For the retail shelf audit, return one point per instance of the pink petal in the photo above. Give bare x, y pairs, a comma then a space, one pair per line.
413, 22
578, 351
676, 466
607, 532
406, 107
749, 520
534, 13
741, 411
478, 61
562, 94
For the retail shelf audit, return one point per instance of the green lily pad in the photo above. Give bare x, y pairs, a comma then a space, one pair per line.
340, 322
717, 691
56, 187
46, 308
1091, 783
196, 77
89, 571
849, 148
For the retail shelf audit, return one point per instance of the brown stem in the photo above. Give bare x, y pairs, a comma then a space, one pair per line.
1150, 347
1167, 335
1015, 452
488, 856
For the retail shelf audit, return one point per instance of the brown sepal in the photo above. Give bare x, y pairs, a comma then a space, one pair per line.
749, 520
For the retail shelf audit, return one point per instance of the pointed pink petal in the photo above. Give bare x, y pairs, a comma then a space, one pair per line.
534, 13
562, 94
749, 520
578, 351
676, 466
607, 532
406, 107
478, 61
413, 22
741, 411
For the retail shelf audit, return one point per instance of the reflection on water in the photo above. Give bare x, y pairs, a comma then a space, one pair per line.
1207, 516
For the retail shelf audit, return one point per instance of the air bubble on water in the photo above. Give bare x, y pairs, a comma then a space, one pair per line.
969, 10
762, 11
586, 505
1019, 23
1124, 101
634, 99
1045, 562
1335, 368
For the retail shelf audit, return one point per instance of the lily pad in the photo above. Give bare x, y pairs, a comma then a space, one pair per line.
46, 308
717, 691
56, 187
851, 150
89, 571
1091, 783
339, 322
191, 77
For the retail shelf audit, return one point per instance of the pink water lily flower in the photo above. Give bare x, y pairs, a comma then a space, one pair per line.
■ ■ ■ ■
# REQUIRED WORK:
Set down, exactly and in full, the lines from the one containing "the air bubble" through the end of the entries; no other line belongs.

# REPLY TO THE EXERCISE:
For the retail shelf audit, return one point per instance of the air bubble on water in the photo above. Give bare x, y pairs, a comma then a space, one pair per line.
969, 10
762, 11
586, 505
1019, 23
1124, 101
634, 99
1045, 562
1335, 368
For the retail shelf audit, return one point per instance of the lily pad in the photo above. Give bare x, y pairs, a comma then a space, one pair per line.
46, 308
717, 691
56, 187
851, 150
89, 571
1091, 783
339, 322
191, 77
For the retail shelf audit, return one point per instance of the pink water lily flower in the photo above. Give bare x, y pairs, a comma then a space, one pair per line.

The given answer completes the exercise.